* **QUESTIONS TO ANSWER**
• A. Reproduce the part of the political activist profile from "COVID in the" to "is a crisis.".
• B. Write what comes next in the student's account of campaigning during COVID, picking up after its final sentence.

* **TEXT SHOWN**
=== Begin Enclosure ===
The Political Activist

The Political Activist

‘In a year when so much felt out of our control, getting involved civically and electing the politicians you want to represent you is something that you can control.’ – Noah Goldmann, an SU student who worked on a Senate campaign last year
Published: May 7, 2021 | Updated: September 30th, 2022 at 4:33 pm


COVID in the Community series: The Political Activist
Noah Goldmann is an SU student who worked on a Senate campaign last year.

I think a lot of people only realize the impact of politics on their lives when there is a crisis. 

Once COVID hit, the stakes felt higher. I mean, the stakes were higher. A lot of people were very suddenly realizing how great an impact their elected representatives can have on their day-to-day lives, and that was true for me, too. 

In 2016, my mom and I went and knocked on doors in Philadelphia with Hillary Clinton … but we all know how that turned out. After that election, I was like, “Oh my God, I could’ve done so much more.” I promised myself that the next time an election rolled around, I would do everything I could to make the difference that I wanted to see in the world.

Last summer, I went to Montana to work on Steve Bullock’s Senate campaign. When I went, in July, it had the second lowest COVID rate in the country. So, I came from New York, where no one was doing anything, to Montana where everyone was doing most things. 

A lot of our campaigning was in person. We never opened our office to volunteers, but we would meet them outside and we would have events outside. We had a lot of first-time volunteers – in a year when so much felt out of our control, getting involved civically and electing the politicians you want to represent you is something that you can control. 

By October and November, we were regularly working 80 hours a week. We spent every moment of the day trying to elect the politicians we wanted to elect. But in the midst of all of that, I felt so grateful to be able to do something where I could actually be in the world and be relating to other people. I wanted to wake up the day after the election knowing that I did everything I could do.
=== End Enclosure ===
(Point localization data)
=== Begin Enclosure ===
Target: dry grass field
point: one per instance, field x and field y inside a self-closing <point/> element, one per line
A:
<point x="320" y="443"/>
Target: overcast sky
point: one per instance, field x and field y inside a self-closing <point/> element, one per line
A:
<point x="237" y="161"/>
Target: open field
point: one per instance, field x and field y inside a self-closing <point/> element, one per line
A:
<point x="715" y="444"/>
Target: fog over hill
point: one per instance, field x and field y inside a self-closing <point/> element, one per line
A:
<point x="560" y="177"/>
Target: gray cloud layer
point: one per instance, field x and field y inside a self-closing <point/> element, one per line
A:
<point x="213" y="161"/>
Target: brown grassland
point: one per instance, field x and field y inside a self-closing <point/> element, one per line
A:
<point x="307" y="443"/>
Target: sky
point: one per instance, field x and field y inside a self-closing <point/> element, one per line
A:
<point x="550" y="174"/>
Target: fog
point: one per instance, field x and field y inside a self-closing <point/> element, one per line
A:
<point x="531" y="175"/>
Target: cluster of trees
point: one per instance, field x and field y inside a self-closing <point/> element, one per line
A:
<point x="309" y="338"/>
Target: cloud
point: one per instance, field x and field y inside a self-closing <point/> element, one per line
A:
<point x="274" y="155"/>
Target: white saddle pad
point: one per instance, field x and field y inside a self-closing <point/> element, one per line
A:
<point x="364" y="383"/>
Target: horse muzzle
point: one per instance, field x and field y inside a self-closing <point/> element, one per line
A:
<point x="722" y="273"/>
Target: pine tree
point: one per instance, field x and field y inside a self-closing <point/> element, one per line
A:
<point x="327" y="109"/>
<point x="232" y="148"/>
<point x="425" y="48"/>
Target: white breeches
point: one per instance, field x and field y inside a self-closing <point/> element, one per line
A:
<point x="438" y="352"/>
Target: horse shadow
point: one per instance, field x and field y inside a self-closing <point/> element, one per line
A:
=== End Enclosure ===
* **ANSWERS BELOW**
• A.
COVID in the Community series: The Political Activist
Noah Goldmann is an SU student who worked on a Senate campaign last year.

I think a lot of people only realize the impact of politics on their lives when there is a crisis.

• B.
Throughout the months I was there, the COVID rates slowly ticked up and up, and by November, they were some of the highest in the country. It was kind of funky because Steve Bullock was the current governor of Montana when I was there, so he was trying to balance running his race for Senate with controlling the COVID outbreak in the state. It’s a pretty fine line to walk between opening up and shutting down, especially as a politician who wants to get re-elected. 

There’s always a part of me that thinks that I could’ve worked harder or made a few extra phone calls or put in an hour more a couple days before the election. But moving to Montana, a state that I had never previously visited, and working so many hours and making thousands and thousands of phone calls and recruiting hundreds of volunteers and holding probably 100 events with our candidates – it was what I could do.

I am lucky enough to find myself in a spot where I can fight to make the world a better place, and lots of people need to just use their time to get by. So, I’m going to fight for myself, but also for them.

COVID in the Community

COVID in the Community

This as-told-to interview is part of COVID in the Community, a series created by students in the Reporting classes at the Newhouse School in Spring 2021. COVID in the Community documents the experiences of Syracuse area residents living through this extraordinary time.